◆ **TAREFA PROPOSTA**
Reescale as linhas que vão da linha com "Tag each instance of the bat hanging" até a linha com "x=507, y=101", inclusive, e reescreva somente essas linhas, pedidos incluídos. Multiplique por 1,05 cada coordenada das respostas e arredonde para números inteiros, com as metades para cima.

Entradas de um conjunto de dados:
::::

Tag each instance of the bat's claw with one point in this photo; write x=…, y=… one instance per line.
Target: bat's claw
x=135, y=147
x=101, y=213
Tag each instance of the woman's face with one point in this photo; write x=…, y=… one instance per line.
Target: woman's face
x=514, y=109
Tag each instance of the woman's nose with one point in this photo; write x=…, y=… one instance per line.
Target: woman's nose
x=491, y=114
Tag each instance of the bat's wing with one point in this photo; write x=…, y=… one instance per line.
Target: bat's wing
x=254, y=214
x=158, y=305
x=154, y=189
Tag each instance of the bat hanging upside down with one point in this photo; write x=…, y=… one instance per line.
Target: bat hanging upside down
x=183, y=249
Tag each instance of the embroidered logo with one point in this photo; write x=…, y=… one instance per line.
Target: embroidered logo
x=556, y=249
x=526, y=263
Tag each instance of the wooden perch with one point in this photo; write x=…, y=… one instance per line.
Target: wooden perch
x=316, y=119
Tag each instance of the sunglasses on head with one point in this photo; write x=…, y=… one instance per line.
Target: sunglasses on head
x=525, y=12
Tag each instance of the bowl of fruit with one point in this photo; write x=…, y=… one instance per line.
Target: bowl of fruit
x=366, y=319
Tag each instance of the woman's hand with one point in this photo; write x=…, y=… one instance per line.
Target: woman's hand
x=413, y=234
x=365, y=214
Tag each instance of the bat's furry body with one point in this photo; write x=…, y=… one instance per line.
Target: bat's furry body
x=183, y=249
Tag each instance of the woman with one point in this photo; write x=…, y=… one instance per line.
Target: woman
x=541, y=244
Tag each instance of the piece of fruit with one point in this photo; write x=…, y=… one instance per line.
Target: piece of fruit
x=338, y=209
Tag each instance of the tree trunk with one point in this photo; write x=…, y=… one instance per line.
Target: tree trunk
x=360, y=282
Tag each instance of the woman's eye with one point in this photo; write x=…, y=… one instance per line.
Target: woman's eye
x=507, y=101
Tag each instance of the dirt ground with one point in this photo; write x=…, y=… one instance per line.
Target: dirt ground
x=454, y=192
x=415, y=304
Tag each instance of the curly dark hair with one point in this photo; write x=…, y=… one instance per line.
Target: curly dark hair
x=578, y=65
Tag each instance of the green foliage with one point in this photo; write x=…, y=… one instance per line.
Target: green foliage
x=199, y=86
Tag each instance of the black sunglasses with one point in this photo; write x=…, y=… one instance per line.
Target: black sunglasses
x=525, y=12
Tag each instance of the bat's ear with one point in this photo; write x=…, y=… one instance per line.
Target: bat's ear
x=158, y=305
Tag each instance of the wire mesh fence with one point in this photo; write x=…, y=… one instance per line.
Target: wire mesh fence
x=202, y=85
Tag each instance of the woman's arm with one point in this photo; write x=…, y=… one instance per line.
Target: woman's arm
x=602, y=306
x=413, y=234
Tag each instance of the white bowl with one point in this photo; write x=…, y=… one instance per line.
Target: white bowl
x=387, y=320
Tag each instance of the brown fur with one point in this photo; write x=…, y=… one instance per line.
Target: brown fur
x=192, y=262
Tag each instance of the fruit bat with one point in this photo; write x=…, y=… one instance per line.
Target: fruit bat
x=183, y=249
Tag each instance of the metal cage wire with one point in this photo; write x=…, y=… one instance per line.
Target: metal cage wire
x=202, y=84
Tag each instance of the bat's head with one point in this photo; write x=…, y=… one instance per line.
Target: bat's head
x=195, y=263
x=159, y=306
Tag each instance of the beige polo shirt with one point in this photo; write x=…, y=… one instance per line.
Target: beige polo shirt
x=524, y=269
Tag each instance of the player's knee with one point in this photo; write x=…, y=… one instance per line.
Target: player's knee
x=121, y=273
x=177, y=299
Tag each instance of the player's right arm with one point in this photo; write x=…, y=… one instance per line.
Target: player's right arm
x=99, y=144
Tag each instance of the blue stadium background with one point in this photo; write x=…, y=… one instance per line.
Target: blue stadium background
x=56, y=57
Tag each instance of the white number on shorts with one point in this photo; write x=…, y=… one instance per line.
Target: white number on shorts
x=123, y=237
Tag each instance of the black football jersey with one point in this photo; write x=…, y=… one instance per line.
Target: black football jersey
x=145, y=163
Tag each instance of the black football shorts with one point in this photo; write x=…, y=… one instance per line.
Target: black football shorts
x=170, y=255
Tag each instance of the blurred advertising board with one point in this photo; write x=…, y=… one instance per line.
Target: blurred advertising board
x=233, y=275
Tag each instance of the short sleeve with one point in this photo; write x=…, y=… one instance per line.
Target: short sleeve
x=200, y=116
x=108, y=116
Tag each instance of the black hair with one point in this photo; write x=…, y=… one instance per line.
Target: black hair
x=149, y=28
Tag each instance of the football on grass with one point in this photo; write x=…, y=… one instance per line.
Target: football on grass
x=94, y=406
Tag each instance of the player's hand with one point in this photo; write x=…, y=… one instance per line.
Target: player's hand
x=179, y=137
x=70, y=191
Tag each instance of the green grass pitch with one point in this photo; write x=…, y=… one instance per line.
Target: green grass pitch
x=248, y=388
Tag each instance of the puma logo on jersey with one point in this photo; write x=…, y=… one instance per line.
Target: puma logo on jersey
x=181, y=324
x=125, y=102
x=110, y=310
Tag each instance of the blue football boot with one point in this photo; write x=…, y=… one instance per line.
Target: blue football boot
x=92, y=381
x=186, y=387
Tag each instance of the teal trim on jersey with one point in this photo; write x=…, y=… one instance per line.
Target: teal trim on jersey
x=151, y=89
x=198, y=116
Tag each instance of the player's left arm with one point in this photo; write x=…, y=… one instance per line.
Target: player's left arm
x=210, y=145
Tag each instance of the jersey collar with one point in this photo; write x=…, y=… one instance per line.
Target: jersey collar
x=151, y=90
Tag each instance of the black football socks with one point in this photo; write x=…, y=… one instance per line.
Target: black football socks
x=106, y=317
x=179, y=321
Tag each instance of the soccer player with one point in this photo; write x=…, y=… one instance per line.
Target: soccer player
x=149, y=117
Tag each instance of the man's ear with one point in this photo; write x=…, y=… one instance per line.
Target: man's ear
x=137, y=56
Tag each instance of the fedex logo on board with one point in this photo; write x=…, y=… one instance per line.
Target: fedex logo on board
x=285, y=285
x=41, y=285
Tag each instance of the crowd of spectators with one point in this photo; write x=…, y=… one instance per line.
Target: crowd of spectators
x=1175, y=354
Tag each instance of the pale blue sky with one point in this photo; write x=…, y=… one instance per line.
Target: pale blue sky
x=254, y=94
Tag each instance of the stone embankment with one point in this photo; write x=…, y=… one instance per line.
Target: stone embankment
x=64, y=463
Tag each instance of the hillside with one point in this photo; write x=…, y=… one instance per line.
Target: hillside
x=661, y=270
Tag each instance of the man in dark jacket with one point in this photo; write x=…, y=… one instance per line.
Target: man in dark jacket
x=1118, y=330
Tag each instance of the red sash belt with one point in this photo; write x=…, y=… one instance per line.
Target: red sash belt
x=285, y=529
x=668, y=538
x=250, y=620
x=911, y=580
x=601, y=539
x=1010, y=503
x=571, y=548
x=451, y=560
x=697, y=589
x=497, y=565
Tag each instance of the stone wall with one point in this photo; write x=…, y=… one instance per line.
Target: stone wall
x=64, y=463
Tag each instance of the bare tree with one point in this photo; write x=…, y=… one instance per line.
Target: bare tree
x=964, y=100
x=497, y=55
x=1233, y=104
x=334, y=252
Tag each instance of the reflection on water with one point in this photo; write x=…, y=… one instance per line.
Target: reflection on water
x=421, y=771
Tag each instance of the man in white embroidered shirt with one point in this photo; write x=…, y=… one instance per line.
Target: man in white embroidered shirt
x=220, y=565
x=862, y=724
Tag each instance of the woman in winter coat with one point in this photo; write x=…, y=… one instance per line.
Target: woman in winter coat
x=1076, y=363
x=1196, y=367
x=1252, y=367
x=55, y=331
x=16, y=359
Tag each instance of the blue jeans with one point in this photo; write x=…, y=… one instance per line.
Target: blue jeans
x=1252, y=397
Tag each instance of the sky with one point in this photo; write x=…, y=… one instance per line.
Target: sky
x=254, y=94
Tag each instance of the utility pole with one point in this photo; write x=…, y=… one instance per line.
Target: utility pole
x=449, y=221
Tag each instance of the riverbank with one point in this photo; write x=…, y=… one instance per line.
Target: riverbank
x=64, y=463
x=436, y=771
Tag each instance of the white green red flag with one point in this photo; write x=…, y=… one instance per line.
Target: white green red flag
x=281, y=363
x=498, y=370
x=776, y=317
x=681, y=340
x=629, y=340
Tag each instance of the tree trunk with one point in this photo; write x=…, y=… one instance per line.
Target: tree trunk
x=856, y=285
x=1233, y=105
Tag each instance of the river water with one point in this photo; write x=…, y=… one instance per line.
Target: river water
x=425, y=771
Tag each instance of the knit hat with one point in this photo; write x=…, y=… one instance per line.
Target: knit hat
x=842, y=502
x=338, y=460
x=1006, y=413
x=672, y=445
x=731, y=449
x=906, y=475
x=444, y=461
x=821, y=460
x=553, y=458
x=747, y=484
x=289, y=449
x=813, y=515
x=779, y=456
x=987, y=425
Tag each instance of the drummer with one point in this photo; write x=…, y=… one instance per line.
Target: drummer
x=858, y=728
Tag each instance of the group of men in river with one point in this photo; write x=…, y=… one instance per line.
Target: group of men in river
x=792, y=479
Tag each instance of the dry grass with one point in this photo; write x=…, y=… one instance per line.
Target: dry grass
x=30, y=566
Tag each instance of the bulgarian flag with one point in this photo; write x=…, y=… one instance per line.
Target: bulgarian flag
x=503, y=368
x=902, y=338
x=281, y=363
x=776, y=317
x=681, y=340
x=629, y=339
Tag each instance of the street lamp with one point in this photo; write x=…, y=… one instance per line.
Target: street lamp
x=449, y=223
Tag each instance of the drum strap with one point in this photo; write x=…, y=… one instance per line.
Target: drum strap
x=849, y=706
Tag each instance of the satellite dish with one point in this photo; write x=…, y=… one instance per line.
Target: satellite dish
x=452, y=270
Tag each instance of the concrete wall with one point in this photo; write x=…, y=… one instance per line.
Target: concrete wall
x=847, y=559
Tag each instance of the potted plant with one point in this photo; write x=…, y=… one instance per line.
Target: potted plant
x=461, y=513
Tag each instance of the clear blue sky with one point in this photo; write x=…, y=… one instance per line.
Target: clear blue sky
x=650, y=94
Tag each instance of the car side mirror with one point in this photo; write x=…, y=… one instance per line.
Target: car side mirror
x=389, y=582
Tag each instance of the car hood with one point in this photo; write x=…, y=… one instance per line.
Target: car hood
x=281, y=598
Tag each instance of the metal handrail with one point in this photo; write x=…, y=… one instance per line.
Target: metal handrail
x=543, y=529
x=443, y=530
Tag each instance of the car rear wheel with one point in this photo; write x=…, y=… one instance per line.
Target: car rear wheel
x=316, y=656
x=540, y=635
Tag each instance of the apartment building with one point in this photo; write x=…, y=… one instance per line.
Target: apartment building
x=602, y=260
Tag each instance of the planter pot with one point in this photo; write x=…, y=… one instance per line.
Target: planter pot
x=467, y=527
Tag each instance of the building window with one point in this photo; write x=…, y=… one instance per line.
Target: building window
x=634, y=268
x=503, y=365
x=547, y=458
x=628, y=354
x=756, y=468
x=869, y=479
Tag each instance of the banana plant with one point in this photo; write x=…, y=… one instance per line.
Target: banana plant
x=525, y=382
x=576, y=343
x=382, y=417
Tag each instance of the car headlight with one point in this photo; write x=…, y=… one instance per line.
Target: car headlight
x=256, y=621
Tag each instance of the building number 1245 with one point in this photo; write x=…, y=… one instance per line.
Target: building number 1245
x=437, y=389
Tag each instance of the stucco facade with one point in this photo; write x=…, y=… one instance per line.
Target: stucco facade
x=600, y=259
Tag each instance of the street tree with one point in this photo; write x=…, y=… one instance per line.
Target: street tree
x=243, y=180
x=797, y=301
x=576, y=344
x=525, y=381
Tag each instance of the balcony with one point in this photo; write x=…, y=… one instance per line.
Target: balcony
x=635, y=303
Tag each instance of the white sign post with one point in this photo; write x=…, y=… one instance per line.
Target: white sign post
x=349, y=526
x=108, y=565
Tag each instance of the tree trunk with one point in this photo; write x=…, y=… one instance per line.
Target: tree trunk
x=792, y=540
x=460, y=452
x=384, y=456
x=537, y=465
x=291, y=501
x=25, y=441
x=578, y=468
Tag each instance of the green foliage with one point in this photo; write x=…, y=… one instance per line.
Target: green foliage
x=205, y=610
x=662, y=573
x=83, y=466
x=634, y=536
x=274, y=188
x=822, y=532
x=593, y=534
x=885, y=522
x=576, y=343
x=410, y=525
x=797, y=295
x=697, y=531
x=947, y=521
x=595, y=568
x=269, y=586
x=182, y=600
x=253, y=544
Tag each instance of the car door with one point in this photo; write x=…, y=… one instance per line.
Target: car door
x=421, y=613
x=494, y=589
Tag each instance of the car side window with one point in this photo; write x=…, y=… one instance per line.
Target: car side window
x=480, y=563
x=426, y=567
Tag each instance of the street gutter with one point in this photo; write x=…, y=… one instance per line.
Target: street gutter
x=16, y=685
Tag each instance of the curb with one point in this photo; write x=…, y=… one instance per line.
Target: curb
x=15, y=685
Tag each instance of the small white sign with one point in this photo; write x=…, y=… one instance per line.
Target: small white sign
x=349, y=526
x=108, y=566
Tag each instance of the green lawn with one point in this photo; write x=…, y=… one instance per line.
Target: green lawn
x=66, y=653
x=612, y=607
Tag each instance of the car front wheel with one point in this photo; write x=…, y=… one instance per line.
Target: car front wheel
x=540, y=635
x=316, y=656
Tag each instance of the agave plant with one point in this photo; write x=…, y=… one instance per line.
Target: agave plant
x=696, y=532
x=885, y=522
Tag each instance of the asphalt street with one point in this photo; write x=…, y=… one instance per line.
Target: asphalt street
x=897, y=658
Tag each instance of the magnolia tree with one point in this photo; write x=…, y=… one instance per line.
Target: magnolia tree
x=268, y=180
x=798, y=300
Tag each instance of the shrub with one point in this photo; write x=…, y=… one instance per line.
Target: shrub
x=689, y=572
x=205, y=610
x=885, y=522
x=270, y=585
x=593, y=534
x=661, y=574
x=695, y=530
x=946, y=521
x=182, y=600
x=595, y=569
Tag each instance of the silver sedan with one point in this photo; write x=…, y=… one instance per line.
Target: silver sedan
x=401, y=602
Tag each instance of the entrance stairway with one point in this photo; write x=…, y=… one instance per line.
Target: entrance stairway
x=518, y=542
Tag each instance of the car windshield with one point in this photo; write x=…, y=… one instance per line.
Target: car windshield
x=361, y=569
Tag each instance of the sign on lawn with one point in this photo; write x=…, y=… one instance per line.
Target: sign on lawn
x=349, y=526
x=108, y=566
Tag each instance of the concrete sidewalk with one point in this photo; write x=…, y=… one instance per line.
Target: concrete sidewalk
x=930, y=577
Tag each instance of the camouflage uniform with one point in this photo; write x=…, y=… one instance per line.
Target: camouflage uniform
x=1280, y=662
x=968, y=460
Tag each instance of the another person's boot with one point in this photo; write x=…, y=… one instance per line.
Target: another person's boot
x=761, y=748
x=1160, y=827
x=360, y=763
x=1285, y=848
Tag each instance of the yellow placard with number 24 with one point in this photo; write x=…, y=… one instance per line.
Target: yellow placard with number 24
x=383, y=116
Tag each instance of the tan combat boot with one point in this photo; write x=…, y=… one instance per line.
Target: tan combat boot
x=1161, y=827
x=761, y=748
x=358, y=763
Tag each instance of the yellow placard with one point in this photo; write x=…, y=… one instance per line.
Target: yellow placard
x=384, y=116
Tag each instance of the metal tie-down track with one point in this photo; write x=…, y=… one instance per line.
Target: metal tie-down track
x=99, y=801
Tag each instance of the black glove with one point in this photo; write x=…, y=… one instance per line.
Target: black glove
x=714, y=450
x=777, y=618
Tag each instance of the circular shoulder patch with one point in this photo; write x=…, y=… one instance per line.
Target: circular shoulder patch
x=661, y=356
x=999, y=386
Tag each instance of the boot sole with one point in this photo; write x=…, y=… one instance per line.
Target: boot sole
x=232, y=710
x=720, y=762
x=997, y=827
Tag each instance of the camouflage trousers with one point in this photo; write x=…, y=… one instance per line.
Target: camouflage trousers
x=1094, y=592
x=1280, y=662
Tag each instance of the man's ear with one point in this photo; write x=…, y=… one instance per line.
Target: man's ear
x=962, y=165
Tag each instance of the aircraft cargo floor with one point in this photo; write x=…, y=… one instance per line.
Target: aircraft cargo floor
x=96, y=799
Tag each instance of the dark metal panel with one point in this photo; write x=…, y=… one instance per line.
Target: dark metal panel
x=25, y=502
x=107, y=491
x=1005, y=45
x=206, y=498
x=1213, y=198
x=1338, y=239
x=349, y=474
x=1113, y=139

::::

◆ **SOLUÇÃO**
Tag each instance of the bat hanging upside down with one point in this photo; write x=…, y=… one instance per line.
Target: bat hanging upside down
x=192, y=261
Tag each instance of the embroidered logo with one point in this photo; write x=…, y=… one instance per line.
Target: embroidered logo
x=584, y=261
x=552, y=276
Tag each instance of the wooden perch with one point in this photo; write x=…, y=… one instance per line.
Target: wooden perch
x=332, y=125
Tag each instance of the sunglasses on head with one point in this photo; write x=…, y=… one instance per line.
Target: sunglasses on head
x=551, y=13
Tag each instance of the bowl of fruit with one point in this photo; write x=…, y=… one instance per line.
Target: bowl of fruit
x=384, y=335
Tag each instance of the woman's hand with one point in this photo; write x=…, y=… one instance per line.
Target: woman's hand
x=434, y=246
x=383, y=225
Tag each instance of the bat's furry body with one point in this photo; write x=…, y=… one instance per line.
Target: bat's furry body
x=192, y=261
Tag each instance of the woman with one point in this photo; write x=…, y=… one instance per line.
Target: woman
x=568, y=256
Tag each instance of the piece of fruit with one point in this photo; write x=…, y=… one instance per line.
Target: piece of fruit
x=355, y=219
Tag each instance of the tree trunk with one point in this photo; write x=…, y=… one instance per line.
Target: tree trunk
x=378, y=296
Tag each instance of the woman's eye with one point in this photo; write x=…, y=… one instance per line.
Target: woman's eye
x=532, y=106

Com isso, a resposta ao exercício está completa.